### Materials provided

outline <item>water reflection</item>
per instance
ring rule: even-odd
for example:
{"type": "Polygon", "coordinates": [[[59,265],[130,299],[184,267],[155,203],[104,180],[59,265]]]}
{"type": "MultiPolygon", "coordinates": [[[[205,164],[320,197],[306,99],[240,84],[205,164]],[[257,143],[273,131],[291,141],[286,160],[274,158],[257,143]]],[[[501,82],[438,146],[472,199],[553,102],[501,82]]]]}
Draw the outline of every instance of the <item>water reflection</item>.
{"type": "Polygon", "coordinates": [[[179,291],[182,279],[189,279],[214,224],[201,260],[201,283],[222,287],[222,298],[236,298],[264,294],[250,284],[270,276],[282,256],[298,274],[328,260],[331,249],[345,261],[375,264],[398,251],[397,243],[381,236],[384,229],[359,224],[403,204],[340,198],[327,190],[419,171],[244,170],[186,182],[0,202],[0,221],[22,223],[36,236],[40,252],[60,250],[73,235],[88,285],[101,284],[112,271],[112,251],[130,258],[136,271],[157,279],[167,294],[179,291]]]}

### Exercise details
Copy every record above exactly as it stands.

### Solved exercise
outline <item>water reflection</item>
per instance
ring rule: even-odd
for example:
{"type": "Polygon", "coordinates": [[[59,265],[130,299],[184,267],[155,203],[104,180],[59,265]]]}
{"type": "MultiPolygon", "coordinates": [[[[205,164],[320,197],[306,99],[240,84],[205,164]],[[257,143],[273,131],[291,141],[286,160],[274,158],[257,143]]],[[[501,82],[438,146],[472,199],[553,102],[501,82]]]]}
Draw the outline of every instance of the <item>water reflection</item>.
{"type": "Polygon", "coordinates": [[[179,291],[182,279],[189,279],[214,224],[201,260],[201,283],[222,287],[222,298],[236,298],[264,294],[250,284],[270,276],[282,256],[298,274],[328,260],[331,249],[345,261],[375,264],[398,251],[397,243],[381,236],[384,229],[359,224],[403,204],[340,198],[327,190],[419,171],[244,170],[186,182],[0,202],[0,221],[22,223],[36,236],[40,252],[60,250],[73,235],[88,285],[101,284],[112,271],[112,251],[130,258],[136,271],[157,279],[167,294],[179,291]]]}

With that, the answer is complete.